» What the task asks: Could you give the entries back exactly as they stand, minus any pictures?

START Data for this task

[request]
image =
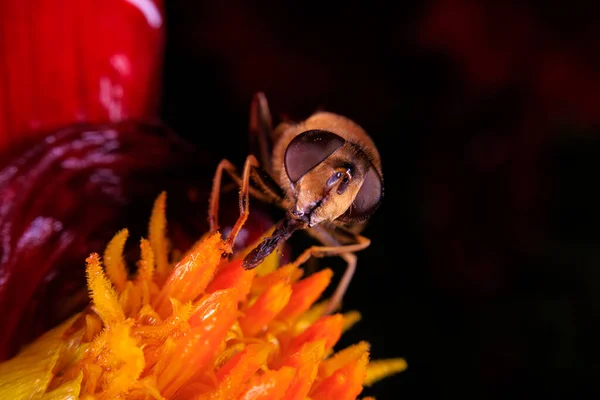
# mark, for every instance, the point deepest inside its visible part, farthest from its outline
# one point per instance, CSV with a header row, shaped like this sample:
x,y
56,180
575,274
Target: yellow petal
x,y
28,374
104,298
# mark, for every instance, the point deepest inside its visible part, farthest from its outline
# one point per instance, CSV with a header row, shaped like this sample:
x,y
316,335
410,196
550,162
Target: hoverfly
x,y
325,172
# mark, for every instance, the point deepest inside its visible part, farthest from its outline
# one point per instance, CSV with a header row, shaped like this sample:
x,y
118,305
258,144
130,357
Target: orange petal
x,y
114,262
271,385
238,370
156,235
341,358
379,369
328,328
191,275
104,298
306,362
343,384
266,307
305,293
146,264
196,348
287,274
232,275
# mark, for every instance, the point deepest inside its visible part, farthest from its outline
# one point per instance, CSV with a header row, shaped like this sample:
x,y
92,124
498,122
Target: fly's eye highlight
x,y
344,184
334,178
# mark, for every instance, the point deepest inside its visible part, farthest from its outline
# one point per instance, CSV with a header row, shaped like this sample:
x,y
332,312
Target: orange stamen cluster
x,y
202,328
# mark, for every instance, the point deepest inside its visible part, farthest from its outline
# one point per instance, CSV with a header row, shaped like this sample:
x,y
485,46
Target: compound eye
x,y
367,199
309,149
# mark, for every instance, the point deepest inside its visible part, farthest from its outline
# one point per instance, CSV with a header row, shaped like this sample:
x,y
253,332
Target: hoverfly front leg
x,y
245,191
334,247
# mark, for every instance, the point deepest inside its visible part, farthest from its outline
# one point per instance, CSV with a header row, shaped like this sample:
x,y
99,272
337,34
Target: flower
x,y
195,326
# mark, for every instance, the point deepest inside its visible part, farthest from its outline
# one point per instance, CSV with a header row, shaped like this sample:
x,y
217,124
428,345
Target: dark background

END Data for this task

» Answer for the task:
[request]
image =
# mark, for every instance, the point deepest inside its visible part, farthest from its outline
# one point per instance, CSV with a header row, shaped like this sample:
x,y
56,180
575,274
Target: yellow petal
x,y
28,374
104,298
# mark, for every instance, the point deepest inside its visible part, farthest from its outline
# one point per instance, CSV with a header row, shaped like this sample:
x,y
316,335
410,196
550,162
Target: hoverfly
x,y
325,172
# mark, for every instance, the point deepest inside its visible part, farthest from its outline
# one point per instance, CSV with a header row, shaped like this sample:
x,y
118,305
258,144
130,357
Target: orange petal
x,y
114,262
271,385
238,370
156,235
341,358
379,369
328,328
191,275
104,298
306,362
343,384
266,307
305,293
146,264
196,348
287,274
232,275
# mark, for every instance, the point deepest inside its visible part, farthest from its outline
# one point per instance, CSV with a header row, shaped like this sample:
x,y
92,124
498,122
Target: fly's eye highlight
x,y
344,184
334,178
# mark, for every instance, the point deepest inside its visible part, farthest from its outline
# one point per instance, CSV with a header row, shaped like this sample:
x,y
332,312
Target: orange stamen cluster
x,y
202,328
# mark, for every instance, the point deepest inside its visible part, farthest from its outline
# one point per instance, CSV with a header row, shaped like this sample:
x,y
485,46
Target: compound eye
x,y
367,199
309,149
# mark, for every instance, the point deepest inside its visible part, farthest from its outline
# one point per instance, CSV with a header row, shaped like this sample:
x,y
253,332
Target: hoverfly front leg
x,y
245,191
334,247
# mark, for every instance, the point deepest inside its visible part, farthest from its outline
# one point per instance, CSV with a header row, shaped like this sample:
x,y
99,272
337,34
Target: flower
x,y
195,326
# mark, for every instance, the point deepest inside its visible part, farthest from its outline
# one point per instance, CSV with a header row, shaped like this sample:
x,y
217,124
428,345
Target: dark background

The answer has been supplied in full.